# PAGE EXTRACT
○ ○ ○ ○ ○
Highlighted

How to tell what a queued duplication job relates to.

We have several queued duplication jobs, but when you click on them in the Activity monitor, there are no details about the policy it is for or the clients, so how do you find this out?

Mike

1 Solution

Accepted Solutions
Highlighted
Accepted Solution!

You can use nbstlutil

You can use nbstlutil stlilist -U

View solution in original post

10 Replies
Highlighted

What is generating the

What is generating the duplication jobs? Vault, SLP, manual?

Highlighted

SLP - so the policy of the

SLP - so the policy of the duplication job itself is "SLP-<storage_life_policy_being_used>.

Mike

Highlighted
Accepted Solution!

You can use nbstlutil

You can use nbstlutil stlilist -U

View solution in original post

Highlighted

SLPs are not policy based

SLPs are not policy based they are storage based. You could check the images

 

Clicking on the job in activityy monitor in the Job Overview  there is a File List: - this should contain your image or images backupid

If you run: bpimagelist -backupid <backupid> -l

The line with IMAGE - the 7 field is the policy. Alternatively if you chage -l to -L in the bpimagelist command above you will get a long listing.

 

bpimagelist -backupid <backupid> -L | grep Policy:   (Unix)

bpimagelist -backupid <backupid> -L | findstr Policy:  (Windows)

 

This will give you the policy related to the image/s in that duplication job.

Highlighted

Thanks for your

Thanks for your replies.
○ ○ ○ ○ ○
# STORED ROWS
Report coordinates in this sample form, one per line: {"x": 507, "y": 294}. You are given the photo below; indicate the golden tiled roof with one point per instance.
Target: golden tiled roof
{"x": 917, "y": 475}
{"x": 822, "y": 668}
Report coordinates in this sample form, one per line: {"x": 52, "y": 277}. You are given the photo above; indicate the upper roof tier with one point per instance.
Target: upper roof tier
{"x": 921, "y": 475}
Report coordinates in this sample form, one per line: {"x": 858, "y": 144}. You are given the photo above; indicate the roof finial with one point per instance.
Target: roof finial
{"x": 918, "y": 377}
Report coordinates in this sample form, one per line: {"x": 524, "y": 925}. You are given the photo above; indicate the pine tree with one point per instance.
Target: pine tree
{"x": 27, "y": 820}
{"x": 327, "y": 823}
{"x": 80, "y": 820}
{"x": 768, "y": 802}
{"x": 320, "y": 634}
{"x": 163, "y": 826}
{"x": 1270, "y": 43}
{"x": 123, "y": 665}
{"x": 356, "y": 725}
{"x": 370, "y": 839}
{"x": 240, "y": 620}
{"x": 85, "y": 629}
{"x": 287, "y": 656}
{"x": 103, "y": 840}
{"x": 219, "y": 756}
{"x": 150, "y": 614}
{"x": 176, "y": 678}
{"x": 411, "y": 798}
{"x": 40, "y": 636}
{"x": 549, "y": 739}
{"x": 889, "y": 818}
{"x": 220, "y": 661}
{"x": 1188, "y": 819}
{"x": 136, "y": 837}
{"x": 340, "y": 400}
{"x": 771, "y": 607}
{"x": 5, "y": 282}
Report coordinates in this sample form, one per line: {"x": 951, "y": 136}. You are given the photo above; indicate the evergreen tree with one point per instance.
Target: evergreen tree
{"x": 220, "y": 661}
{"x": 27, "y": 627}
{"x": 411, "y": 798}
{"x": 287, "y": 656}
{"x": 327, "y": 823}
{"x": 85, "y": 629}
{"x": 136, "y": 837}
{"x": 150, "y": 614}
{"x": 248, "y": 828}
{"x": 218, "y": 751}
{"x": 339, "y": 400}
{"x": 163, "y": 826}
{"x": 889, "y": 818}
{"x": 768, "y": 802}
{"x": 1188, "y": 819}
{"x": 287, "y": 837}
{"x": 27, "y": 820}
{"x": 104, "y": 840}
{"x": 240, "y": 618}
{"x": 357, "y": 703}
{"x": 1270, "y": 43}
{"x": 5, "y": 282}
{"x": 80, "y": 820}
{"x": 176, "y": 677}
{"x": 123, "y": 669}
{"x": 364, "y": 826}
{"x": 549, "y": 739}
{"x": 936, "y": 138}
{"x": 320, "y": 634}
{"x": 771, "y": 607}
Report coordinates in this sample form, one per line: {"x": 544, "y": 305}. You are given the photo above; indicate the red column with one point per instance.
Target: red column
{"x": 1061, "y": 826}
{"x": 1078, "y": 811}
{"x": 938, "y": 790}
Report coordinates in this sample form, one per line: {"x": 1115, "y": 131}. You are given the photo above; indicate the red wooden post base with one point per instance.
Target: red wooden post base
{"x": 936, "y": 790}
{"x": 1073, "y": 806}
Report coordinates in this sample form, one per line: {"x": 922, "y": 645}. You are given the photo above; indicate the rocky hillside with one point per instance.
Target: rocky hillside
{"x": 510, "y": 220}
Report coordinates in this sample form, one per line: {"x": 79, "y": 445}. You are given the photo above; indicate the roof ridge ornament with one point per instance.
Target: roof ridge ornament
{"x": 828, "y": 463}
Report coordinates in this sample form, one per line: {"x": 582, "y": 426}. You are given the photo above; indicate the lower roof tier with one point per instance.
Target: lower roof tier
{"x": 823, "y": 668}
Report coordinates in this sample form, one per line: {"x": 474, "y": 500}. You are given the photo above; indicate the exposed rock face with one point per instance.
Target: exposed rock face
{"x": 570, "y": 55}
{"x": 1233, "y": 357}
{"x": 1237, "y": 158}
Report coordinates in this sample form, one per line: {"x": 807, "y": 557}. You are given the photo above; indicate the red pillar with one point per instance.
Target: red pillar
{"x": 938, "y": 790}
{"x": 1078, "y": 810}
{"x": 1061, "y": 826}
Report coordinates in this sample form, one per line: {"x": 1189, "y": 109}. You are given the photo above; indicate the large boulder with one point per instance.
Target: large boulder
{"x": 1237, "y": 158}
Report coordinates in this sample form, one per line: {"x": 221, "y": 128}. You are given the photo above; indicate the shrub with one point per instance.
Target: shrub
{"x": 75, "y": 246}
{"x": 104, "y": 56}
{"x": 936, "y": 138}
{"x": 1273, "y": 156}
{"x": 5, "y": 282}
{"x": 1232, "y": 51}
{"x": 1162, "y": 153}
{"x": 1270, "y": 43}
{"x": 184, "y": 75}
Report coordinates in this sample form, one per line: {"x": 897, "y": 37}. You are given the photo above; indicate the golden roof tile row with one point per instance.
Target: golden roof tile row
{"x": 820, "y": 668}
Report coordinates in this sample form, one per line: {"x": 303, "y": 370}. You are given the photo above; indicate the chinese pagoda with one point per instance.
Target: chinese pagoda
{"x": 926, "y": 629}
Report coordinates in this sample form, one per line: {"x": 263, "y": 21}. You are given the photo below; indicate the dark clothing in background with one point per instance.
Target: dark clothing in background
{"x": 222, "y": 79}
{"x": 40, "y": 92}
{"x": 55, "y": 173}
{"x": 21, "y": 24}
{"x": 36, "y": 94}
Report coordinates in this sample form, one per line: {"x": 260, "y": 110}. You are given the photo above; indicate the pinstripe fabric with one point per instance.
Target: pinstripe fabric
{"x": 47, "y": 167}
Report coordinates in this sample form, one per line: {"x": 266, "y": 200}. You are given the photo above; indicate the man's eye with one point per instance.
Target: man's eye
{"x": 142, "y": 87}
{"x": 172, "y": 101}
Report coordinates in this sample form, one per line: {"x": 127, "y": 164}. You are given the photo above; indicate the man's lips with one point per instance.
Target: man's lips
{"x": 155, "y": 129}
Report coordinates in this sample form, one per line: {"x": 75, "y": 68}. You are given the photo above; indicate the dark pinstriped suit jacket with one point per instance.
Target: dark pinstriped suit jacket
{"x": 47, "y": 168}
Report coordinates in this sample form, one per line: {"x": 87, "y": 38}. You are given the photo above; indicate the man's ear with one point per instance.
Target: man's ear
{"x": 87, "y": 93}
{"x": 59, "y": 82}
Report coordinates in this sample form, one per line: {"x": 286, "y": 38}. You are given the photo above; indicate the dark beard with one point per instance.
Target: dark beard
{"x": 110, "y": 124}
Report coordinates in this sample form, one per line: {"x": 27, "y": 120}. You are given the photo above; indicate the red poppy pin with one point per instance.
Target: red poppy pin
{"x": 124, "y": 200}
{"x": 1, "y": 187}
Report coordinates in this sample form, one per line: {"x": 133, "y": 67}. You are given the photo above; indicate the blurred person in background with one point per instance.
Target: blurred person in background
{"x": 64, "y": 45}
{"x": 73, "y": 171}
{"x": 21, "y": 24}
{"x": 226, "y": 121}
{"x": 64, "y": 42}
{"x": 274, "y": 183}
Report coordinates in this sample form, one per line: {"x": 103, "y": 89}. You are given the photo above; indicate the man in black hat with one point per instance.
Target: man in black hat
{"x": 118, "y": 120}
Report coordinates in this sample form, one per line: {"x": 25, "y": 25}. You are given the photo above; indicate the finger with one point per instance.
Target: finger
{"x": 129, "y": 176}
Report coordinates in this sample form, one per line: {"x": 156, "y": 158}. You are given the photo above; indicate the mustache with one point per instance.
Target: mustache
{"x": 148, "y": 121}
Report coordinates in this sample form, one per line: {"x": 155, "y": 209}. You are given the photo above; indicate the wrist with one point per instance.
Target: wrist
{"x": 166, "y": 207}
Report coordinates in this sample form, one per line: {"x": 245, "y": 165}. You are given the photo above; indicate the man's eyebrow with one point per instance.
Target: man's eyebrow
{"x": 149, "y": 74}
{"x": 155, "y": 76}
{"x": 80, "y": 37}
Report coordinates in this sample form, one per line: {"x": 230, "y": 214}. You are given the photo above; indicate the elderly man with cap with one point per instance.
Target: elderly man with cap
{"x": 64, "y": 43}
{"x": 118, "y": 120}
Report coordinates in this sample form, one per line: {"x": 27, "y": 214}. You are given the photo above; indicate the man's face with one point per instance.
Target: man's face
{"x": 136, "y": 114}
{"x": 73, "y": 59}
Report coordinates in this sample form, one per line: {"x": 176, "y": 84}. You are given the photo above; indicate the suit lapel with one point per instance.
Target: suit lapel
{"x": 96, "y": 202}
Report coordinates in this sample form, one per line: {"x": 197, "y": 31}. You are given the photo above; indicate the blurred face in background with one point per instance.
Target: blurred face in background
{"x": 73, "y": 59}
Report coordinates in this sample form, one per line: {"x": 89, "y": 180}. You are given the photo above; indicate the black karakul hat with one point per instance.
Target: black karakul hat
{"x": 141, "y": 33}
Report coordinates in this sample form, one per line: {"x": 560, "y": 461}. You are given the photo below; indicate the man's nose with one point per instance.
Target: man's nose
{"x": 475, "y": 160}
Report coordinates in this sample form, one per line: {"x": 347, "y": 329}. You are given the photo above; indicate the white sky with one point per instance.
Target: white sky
○ ○ ○ ○ ○
# WHAT TO WORK ON
Resume the forum thread on tracing queued duplication jobs, starting right after its last sentence.

# EXPECTED ANSWER
First a bit more information on issue.   Currently we have about 900 "duplicatation" jobs queued, 34 active and about  2200 done.  All backups are to disk and they are also replicated to a second disk at DR and replicated to tape (8 drives) at prod, so in effect we have the actual copy, 2 disk copies and a tape copy, so the tape copy is somewhat overkill so we are not at risk from such a large backlog of duplications (no queued disk backups), but I still need to sort it out.

A couple of months ago, NBU was restarted and the tape backups didn't work after NBU came back up and this wasn't spotted initially and it took Symantec a couple of days to figure out to get tape backups working.  So a few weeks ago we had about 700 duplication jobs queued which were going down and went down to 500, but in the last week, they have started going up quickly.  We have tried cancelling jobs that are more than 5 days old, but they just seem to reschedule.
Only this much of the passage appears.